** start of Records provided **

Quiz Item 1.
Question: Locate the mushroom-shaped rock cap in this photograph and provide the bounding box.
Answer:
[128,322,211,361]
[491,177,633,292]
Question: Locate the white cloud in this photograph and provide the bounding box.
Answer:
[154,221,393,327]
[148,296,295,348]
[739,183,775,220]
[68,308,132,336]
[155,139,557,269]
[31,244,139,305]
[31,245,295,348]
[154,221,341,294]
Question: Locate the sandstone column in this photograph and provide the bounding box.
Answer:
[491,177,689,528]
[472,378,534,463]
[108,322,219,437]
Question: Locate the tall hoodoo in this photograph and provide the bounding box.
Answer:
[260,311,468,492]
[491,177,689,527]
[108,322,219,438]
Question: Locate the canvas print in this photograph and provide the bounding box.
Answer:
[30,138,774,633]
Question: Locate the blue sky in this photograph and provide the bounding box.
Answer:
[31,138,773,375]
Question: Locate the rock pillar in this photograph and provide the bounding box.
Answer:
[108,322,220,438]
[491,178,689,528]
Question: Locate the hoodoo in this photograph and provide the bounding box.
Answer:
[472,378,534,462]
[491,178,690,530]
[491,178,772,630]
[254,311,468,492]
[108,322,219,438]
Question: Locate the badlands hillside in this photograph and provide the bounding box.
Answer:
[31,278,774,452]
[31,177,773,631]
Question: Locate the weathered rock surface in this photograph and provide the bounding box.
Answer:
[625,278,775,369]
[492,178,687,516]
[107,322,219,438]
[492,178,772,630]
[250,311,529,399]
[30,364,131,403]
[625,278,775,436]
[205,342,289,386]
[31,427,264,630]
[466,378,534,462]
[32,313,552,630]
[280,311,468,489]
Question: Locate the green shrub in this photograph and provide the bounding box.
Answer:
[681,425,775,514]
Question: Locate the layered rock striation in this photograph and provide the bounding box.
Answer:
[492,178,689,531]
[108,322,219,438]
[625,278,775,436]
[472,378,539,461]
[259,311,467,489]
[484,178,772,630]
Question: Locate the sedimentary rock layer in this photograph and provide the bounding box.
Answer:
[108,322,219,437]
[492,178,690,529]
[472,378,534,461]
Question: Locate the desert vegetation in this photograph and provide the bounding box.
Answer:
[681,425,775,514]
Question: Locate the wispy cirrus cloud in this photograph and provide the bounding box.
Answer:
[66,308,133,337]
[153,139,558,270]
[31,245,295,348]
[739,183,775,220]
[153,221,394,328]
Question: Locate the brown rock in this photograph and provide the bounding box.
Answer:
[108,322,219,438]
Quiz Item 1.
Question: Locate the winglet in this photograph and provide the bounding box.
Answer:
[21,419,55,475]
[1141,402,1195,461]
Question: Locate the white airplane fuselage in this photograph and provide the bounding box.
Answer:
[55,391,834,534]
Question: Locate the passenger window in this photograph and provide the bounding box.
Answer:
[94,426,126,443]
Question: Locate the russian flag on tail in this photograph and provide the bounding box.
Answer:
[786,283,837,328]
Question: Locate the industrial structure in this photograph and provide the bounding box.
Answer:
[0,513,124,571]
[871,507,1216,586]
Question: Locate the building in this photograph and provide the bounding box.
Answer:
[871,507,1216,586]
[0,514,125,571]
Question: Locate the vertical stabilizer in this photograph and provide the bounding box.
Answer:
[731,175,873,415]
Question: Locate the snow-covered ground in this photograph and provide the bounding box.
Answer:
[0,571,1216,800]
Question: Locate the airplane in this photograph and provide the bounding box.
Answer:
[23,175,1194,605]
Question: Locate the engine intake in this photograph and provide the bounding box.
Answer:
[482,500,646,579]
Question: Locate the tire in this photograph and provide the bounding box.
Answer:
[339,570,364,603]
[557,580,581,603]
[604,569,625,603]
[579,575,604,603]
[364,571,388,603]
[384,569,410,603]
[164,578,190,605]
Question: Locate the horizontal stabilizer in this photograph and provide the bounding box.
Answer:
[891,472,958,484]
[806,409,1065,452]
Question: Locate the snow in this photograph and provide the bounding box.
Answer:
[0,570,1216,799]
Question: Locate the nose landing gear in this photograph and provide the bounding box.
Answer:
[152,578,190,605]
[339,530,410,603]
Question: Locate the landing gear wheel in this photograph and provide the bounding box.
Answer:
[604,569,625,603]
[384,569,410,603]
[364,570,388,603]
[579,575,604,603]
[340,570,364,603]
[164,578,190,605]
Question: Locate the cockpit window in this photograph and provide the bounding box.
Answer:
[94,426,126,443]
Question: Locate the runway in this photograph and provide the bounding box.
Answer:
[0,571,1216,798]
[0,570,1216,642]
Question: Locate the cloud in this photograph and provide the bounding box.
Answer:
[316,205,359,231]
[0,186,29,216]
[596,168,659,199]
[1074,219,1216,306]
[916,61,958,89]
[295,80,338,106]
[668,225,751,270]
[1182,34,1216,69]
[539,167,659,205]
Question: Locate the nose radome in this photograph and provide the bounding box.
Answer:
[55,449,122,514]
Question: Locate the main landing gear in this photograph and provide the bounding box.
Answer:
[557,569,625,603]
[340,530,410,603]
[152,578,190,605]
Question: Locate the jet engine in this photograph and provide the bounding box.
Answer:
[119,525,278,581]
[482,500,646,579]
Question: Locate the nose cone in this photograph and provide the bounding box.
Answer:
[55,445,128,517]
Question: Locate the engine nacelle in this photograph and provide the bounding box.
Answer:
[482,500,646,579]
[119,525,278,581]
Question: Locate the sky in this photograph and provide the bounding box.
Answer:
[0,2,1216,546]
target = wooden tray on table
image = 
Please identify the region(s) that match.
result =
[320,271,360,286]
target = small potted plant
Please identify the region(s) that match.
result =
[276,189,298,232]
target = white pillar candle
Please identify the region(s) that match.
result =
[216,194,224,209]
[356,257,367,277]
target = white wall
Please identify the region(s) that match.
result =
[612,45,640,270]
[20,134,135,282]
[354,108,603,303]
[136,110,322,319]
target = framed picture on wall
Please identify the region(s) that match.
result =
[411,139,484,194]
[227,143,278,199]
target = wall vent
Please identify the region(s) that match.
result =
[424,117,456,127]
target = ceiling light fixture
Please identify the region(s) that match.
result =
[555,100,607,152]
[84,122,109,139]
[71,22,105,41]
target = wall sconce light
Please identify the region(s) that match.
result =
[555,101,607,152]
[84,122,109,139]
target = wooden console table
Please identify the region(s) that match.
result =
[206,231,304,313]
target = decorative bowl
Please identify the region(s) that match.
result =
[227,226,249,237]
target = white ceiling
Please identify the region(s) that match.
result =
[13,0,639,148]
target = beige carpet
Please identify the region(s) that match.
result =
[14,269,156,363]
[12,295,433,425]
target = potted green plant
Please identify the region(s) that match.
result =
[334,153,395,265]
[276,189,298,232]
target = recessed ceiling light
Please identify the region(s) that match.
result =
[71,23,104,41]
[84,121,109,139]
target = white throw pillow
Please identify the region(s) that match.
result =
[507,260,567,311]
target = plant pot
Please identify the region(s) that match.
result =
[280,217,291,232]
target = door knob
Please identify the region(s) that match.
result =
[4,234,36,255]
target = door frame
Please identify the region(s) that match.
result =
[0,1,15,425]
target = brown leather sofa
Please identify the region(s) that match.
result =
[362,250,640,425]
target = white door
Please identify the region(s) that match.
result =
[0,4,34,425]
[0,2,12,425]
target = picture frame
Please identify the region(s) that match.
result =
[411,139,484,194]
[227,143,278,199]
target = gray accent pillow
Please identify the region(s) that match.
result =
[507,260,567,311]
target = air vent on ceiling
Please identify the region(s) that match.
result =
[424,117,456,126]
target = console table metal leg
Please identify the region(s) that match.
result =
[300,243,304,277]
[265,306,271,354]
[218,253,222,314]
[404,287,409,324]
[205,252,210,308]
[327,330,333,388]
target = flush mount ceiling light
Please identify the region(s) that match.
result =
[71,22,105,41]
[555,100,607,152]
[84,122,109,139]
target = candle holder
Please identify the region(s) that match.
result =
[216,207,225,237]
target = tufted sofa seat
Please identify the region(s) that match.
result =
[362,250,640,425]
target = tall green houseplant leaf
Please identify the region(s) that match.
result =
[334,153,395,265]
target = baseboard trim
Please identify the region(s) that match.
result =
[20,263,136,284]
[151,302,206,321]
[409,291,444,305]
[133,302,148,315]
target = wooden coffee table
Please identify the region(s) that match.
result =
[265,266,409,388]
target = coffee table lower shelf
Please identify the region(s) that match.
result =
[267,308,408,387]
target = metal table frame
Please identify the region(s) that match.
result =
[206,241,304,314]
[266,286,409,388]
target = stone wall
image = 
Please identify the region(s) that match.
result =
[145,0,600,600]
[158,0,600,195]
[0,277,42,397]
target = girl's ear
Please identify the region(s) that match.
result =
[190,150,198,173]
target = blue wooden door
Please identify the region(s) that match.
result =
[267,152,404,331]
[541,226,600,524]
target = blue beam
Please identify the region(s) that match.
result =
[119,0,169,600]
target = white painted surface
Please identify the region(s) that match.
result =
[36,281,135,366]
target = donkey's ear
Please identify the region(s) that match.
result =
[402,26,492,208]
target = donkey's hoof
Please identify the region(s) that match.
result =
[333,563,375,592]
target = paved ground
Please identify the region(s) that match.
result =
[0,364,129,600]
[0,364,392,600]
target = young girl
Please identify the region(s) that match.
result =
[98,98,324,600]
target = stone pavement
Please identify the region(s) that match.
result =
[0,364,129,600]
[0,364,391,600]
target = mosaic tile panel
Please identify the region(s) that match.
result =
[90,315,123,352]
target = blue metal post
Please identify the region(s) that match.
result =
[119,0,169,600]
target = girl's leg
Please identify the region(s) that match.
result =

** end of Records provided **

Rewrite the records from the first line through the line containing "[491,177,633,292]", replacing "mushroom-shaped rock cap" with "balanced rock cap" and leaving everything else the same.

Answer to the problem -
Quiz Item 1.
Question: Locate the balanced rock cap in this photograph and provide the bounding box.
Answer:
[128,322,211,361]
[491,177,633,292]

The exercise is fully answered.